* **Problem requirements**
Below are some records; retype all of them exactly.

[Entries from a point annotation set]
— begin —
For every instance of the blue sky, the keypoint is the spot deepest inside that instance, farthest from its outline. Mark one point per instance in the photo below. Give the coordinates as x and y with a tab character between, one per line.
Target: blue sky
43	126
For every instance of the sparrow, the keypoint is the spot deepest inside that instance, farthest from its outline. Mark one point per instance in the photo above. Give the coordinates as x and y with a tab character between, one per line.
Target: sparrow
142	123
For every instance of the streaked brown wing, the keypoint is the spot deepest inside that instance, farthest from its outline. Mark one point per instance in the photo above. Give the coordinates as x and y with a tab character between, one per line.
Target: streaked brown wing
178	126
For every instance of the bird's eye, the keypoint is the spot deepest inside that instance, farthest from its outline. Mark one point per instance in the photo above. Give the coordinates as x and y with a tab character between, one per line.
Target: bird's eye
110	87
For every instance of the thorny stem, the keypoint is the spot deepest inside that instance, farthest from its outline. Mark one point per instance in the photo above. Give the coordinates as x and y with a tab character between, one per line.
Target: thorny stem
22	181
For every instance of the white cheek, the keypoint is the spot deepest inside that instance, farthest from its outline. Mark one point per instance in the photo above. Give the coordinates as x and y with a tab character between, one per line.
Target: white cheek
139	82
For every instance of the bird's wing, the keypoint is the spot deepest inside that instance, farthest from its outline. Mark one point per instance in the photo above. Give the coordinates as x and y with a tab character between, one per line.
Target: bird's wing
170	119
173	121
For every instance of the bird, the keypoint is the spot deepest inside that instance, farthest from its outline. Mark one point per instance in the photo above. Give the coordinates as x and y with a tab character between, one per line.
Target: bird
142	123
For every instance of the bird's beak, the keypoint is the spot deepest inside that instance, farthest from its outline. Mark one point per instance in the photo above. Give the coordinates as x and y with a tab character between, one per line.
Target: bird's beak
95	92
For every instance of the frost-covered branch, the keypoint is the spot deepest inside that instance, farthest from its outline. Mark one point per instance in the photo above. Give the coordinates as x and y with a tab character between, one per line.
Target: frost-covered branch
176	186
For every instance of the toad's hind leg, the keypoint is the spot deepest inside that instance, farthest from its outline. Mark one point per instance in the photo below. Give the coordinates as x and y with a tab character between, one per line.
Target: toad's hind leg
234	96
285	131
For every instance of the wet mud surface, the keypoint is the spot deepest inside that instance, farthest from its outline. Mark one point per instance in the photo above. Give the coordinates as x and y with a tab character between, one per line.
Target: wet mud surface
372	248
— end —
* **Written answer**
For every instance of the blue sky, the keypoint is the spot deepest inside that instance, farthest from its outline. Mark one point per instance in the photo below. Give the coordinates as x and y with a tab character between, one per line.
Target: blue sky
43	126
For every instance of the sparrow, the keypoint is the spot deepest inside that instance, farthest from its outline. Mark one point per instance in the photo above. Give the coordinates as x and y with a tab character between, one per line.
Target: sparrow
142	123
For every instance of the streaked brown wing, the keypoint is the spot deepest inside that instance, farthest from its outline. Mark one point per instance in the photo above. Give the coordinates as x and y with a tab character between, one per line.
Target: streaked brown wing
178	126
For every instance of the bird's eye, the keypoint is the spot deepest inside that instance, farthest from its outline. Mark one point per instance in the photo above. Give the coordinates as x and y with a tab character between, one per line.
Target: bird's eye
110	87
For every instance of the thorny stem, the keypoint is the spot deepest inside that instance, farthest from its outline. Mark one point per instance in the photo above. Give the coordinates as x and y with a tab character between, one per line.
Target: thorny stem
22	181
For every instance of the white cheek, the keypoint is the spot deepest inside that instance, farthest from its outline. Mark one point per instance in the photo above. Give the coordinates as x and y with a tab character between, one per line.
Target: white cheek
139	82
For every instance of the bird's wing, the keypoint is the spot deepest inside that instance, farthest from its outline. Mark one point per instance in the photo above. Give the coordinates as x and y with a tab character between, one per line.
Target: bird's wing
170	119
173	121
For every instance of the bird, the keypoint is the spot deepest inside that instance, farthest from its outline. Mark one point per instance in the photo above. Give the coordinates as x and y with a tab character between, one per line.
Target: bird
142	123
For every instance of the bird's beak, the keypoint is the spot deepest inside that instance, farthest from its outline. Mark one point per instance in the photo above. Give the coordinates as x and y with a tab character between, one per line.
Target: bird's beak
95	92
For every instance of the frost-covered branch, the keypoint is the spot deepest inside that instance, farthest from its outline. Mark one point per instance in the photo above. Give the coordinates as x and y with a tab character between, one per line.
Target: frost-covered branch
176	186
For every instance of the toad's hind leg, the keypoint is the spot deepest inside that instance, farthest from its outline. Mark one point per instance in the photo below. Give the coordinates as x and y with a tab character between, one per line.
Target: toad's hind leg
234	96
285	131
For every instance of the wet mud surface, the keypoint is the spot deepest inside that instance, farthest from its outline. Mark one point per instance in the photo above. Give the coordinates as x and y with a tab character between, one per line.
Target: wet mud surface
372	248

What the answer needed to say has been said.